**Request:** Could you render the lines below as a JSON list of strings, one string for each line, with any blank lines left out?

+===+

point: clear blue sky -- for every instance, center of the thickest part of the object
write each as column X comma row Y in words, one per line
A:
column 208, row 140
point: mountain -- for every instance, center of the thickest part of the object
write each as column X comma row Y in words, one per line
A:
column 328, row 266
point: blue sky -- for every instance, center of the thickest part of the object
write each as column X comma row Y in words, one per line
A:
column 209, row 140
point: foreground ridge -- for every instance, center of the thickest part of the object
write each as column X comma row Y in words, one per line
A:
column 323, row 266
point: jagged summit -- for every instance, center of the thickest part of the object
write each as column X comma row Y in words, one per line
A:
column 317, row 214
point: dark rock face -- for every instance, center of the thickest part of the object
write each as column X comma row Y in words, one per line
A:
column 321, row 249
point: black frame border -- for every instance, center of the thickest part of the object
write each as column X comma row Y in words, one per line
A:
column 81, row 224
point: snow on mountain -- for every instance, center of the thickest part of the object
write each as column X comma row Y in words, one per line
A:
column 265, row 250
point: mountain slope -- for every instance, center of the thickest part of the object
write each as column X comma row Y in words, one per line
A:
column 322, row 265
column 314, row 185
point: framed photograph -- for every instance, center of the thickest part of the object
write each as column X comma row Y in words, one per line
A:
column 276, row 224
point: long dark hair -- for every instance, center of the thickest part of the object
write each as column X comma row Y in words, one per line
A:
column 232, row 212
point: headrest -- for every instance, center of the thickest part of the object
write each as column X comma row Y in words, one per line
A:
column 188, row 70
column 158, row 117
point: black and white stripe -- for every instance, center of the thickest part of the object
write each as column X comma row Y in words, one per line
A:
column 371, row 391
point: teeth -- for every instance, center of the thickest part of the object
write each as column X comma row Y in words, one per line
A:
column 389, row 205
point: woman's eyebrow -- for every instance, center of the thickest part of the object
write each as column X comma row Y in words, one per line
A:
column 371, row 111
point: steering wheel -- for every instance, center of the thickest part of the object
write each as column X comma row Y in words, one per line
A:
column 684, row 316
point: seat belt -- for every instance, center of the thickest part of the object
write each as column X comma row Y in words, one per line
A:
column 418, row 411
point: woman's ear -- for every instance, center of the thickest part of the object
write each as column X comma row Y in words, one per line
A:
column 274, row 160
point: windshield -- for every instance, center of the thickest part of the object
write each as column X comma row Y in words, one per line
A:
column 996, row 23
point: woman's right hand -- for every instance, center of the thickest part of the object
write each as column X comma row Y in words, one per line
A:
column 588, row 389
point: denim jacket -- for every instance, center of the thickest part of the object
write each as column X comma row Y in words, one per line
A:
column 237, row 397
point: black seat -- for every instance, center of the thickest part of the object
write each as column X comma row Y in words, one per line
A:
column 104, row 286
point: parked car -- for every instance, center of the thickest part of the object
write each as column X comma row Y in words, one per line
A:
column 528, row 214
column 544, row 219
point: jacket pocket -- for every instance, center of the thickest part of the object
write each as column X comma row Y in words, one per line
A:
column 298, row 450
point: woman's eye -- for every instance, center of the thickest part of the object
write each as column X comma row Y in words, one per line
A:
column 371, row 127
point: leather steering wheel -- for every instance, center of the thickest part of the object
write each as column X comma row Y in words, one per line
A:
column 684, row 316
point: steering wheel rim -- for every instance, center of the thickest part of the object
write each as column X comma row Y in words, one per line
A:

+===+

**Result of this exercise:**
[
  "point: clear blue sky -- for every instance, center of the thickest part of the object",
  "write each as column X comma row Y in words, one per line",
  "A:",
  "column 208, row 140",
  "point: mountain -- for every instance, center of the thickest part of the object",
  "write each as column X comma row Y in words, one per line",
  "A:",
  "column 328, row 266",
  "point: blue sky -- for every instance, center of the thickest part of the object",
  "write each as column X comma row Y in words, one per line",
  "A:",
  "column 209, row 140",
  "point: foreground ridge -- for every instance, center of the thickest part of the object",
  "write each as column X comma row Y in words, one per line",
  "A:",
  "column 323, row 266",
  "point: jagged summit -- for every instance, center of the thickest part of the object",
  "write each as column X comma row Y in words, one per line",
  "A:",
  "column 317, row 214",
  "point: dark rock face -- for every instance, center of the thickest part of the object",
  "write each as column X comma row Y in words, one per line",
  "A:",
  "column 321, row 249",
  "point: black frame border -- for every instance, center of the thickest part of the object",
  "write each as column X comma row Y in words, one per line",
  "A:",
  "column 81, row 224",
  "point: snow on mountain -- for every instance, center of the thickest part of the object",
  "write each as column X comma row Y in words, one per line",
  "A:",
  "column 265, row 250",
  "point: mountain slope -- for every instance, center of the thickest part of the object",
  "write each as column X comma row Y in words, one per line",
  "A:",
  "column 322, row 265",
  "column 314, row 185",
  "point: framed photograph -- for every instance, center of the thickest part of the object",
  "write each as column X comma row Y in words, one per line",
  "A:",
  "column 276, row 224",
  "point: long dark hair -- for every instance, center of the thickest part of the object",
  "write each as column X comma row Y in words, one per line",
  "A:",
  "column 232, row 212",
  "point: headrest -- for every instance, center of the thickest part of the object",
  "write each as column X comma row Y in words, one per line",
  "A:",
  "column 188, row 70",
  "column 158, row 117",
  "point: black and white stripe -- for every instance, center of the thickest part of the object",
  "write each as column X comma row Y in words, one per line",
  "A:",
  "column 371, row 391",
  "point: teeth -- for every instance, center of the thickest part of the object",
  "write each as column X comma row Y in words, one per line",
  "A:",
  "column 389, row 205",
  "point: woman's eyebrow -- for every instance, center of the thickest part of the object",
  "write each as column X comma row Y in words, one per line",
  "A:",
  "column 371, row 111",
  "point: steering wheel -- for every instance, center of the thickest part of the object",
  "write each as column X comma row Y in words, one per line",
  "A:",
  "column 684, row 316",
  "point: seat belt -- for every instance, center of the thickest part of the object",
  "write each as column X comma row Y in words, one per line",
  "A:",
  "column 418, row 411",
  "point: woman's ear -- for every instance, center of the thickest part of the object",
  "write each as column X comma row Y in words, one per line",
  "A:",
  "column 274, row 160",
  "point: windshield -- for every instance, center of the thickest part of the object",
  "write each as column X comma row Y in words, one per line",
  "A:",
  "column 996, row 23",
  "point: woman's right hand -- for every instance, center of the thickest part of the object",
  "write each as column X comma row Y in words, one per line",
  "A:",
  "column 588, row 389",
  "point: denim jacket -- for every instance, center of the thickest part of the object",
  "write each as column X comma row Y in words, one per line",
  "A:",
  "column 237, row 397",
  "point: black seat -- for every instance, center of the thickest part of the object",
  "write each as column X comma row Y in words, one per line",
  "A:",
  "column 104, row 286",
  "point: parked car -- for every instance, center of the thickest part of the object",
  "write each as column X comma row Y in words, one per line",
  "A:",
  "column 528, row 214",
  "column 544, row 219",
  "point: jacket pocket -- for every instance, center of the thickest part of the object",
  "write each as column X comma row Y in words, one per line",
  "A:",
  "column 298, row 450",
  "point: woman's eye -- for every instance, center of the thickest part of the object",
  "write each as column X comma row Y in words, one per line",
  "A:",
  "column 371, row 127",
  "point: leather steering wheel -- for every instance, center of the thickest part of the object",
  "write each as column X comma row Y in words, one per line",
  "A:",
  "column 684, row 316",
  "point: steering wheel rim -- for every instance, center of the thickest part of the object",
  "write each as column X comma row Y in words, one per line",
  "A:"
]